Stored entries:
↓
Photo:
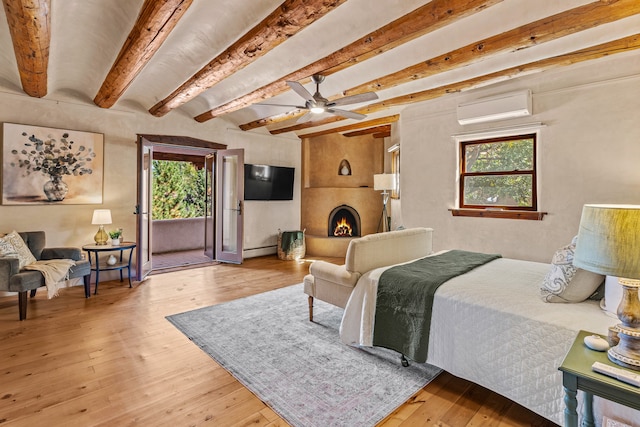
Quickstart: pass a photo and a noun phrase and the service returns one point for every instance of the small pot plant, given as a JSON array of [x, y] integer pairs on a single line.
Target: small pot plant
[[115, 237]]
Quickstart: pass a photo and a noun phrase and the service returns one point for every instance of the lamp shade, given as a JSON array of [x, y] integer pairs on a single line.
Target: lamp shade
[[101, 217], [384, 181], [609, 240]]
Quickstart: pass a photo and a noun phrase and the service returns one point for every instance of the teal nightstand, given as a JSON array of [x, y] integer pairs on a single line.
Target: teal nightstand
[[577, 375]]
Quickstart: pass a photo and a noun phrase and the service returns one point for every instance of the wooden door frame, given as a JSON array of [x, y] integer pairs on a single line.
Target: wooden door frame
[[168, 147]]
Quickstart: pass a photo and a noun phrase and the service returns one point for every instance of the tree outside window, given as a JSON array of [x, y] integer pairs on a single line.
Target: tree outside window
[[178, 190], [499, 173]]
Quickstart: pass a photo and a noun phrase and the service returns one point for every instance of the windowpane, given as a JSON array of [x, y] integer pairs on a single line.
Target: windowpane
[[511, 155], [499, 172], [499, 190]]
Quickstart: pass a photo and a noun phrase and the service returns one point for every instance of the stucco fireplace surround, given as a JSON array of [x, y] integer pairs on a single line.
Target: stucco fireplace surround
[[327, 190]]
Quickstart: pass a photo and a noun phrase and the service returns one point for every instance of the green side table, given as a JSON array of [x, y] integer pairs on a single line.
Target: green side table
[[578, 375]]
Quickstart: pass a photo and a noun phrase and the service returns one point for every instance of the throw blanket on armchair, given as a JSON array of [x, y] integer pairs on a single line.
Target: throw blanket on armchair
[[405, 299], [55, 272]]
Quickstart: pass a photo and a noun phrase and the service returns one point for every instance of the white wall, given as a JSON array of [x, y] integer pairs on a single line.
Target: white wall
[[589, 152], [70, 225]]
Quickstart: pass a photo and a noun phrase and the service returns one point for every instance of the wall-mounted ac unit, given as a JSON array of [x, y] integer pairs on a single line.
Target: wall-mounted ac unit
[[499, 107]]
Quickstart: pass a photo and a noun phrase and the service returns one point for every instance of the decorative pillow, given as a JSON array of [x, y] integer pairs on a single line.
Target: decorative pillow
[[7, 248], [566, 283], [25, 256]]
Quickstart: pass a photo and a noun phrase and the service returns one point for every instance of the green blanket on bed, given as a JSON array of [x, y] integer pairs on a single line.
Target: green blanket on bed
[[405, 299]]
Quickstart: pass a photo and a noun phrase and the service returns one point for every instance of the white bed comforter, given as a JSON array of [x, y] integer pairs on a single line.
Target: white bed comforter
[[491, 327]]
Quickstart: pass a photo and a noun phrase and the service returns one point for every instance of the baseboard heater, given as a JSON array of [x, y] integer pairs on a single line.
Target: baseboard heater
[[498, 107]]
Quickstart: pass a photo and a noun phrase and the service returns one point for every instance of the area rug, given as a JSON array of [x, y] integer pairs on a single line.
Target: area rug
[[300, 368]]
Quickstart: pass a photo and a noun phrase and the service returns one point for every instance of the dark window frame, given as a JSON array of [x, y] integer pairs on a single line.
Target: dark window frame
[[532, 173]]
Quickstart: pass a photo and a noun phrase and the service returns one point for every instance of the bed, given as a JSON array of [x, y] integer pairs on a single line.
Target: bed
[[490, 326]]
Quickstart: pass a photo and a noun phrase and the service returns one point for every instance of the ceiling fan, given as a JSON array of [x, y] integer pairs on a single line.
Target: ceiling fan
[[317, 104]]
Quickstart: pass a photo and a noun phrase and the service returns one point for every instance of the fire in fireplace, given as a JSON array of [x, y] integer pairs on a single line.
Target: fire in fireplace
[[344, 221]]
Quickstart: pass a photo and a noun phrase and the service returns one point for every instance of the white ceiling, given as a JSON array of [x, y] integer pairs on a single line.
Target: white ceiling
↑
* [WHAT TO DO] Swap "noun phrase" for "short description" in every row above and leave everything else unchanged. Leave the pictures out of your answer.

* [OUTPUT OF THE TASK]
Photo:
Quickstart: pass a photo and a short description and the service returns one point for every instance of the small pot plant, given as a JSON array of [x, y] integer pairs on a single line.
Target: small pot plant
[[115, 237]]
Quickstart: pass a photo and a short description and the service returns one point for every instance of the lamp shade, given as a JSON array of [x, y] integer pairs on a single line.
Target: lamp shade
[[101, 217], [384, 181], [609, 240]]
Quickstart: pass a photo and a short description and the service returns one point for every instance of the teal nightstand, given as a JSON array of [x, y] integer pairs on a single line.
Target: teal nightstand
[[577, 375]]
Quickstart: pass a photo and a short description and the service returns one point for every instance of the wooden door frame, given as a JSON array of [x, y] integer pairs on a single line.
Target: wooden door frame
[[168, 147]]
Quickstart: pass a photo and a short description and the service returns one point for every instance of the tree outside window, given as a JSON array of [x, y] integer pairs on a single line.
Target: tree outside window
[[178, 190], [499, 173]]
Quickstart: pass a photo and a short description and the service returns one point for every instance of the windowpane, given as a JSON array of [x, y] integer pairs on a single line.
Target: windowpane
[[511, 155], [499, 172], [499, 190]]
Quickstart: pass a photo and a short description and the service returns one point for every instance of the stucco fireplace surround, given as a JSON array of [x, y] integer pairs on a single line.
Target: stucco fireplace surround
[[327, 190]]
Quickstart: pass a photo and a short description and the service returns one point for every instance of the green side table, given as a JSON array of [x, y] integer pairs on a single line.
Target: green side table
[[578, 375]]
Quickstart: pass a photo and a short description and the service returns one point for every instance of the throw blanket on armchair, given as a JSON array of [x, y] integer pairs on a single line.
Target: throw blanket on armchair
[[405, 299], [55, 272]]
Quickstart: pass a photo and a short description and the service returns one point for every instance of the white wall, given as a JSON array of [x, y] integer pairs on a single line.
Target: white wall
[[589, 152], [70, 225]]
Quickstart: pass a photo and a short description and the service returns one point for every instance of the wall-mounted ac unit, given as a JSON array of [x, y] integer pairs on a single line.
Target: wall-mounted ac unit
[[499, 107]]
Quickstart: pass a photo and a short description and the service returns one point for every instance of the decorative pillow, given as a JSON array of [x, y] integer pairs on a single line.
Target: decorative pillow
[[7, 248], [566, 283], [25, 256]]
Quickstart: pass a photo and a short description and the service returns one point for every instance of the green blanket on bed, given as a JSON array of [x, y] integer pairs on a single line.
Target: green blanket on bed
[[405, 299]]
Quickstart: pass a photo and a short description and the service returns one point for every instance of the white bed comforter, given as a JSON array of [x, y] integer pairs on a single line.
Target: white bed comforter
[[491, 327]]
Quickstart: pass a photo and a short description and the service returns one point for every instance of the baseboard heater, given as a JSON array of [x, y] integer pairs on a single line.
Target: baseboard heater
[[498, 107]]
Quickstart: pass a photo and a short description and the service returns one point for every instance of the area rug, given as a JSON array of [x, y] integer pairs on a single line.
Target: area rug
[[300, 368]]
Quickstart: pass a photo and a short description and the service returns one point for every instance of the dark window frame, given as a JSON array of [x, y] integer pairs on a single line.
Target: dark window frame
[[532, 173]]
Quickstart: pass a photo and a short description and the service returns one point for every instance of the bed, given as a JSON array of [x, y] integer pairs on a single line.
Target: bed
[[490, 326]]
Quickstart: pass a photo and a short description and the service returns one point for every instance of the ceiling fan, given as a JSON array of [x, y] integer pairs on a single line.
Target: ceiling fan
[[317, 104]]
Quickstart: pass a photo and a short description and the service returns one point for every instance of the fire in fireplace, given as a JSON array of [x, y] integer pairs on a single line.
Target: fire in fireplace
[[344, 221]]
Quickstart: pass a photo and a short description and the service returns one point for every instance of the white ceiling, given as a JSON array of [x, y] integer pairs on a single line.
Target: white ceiling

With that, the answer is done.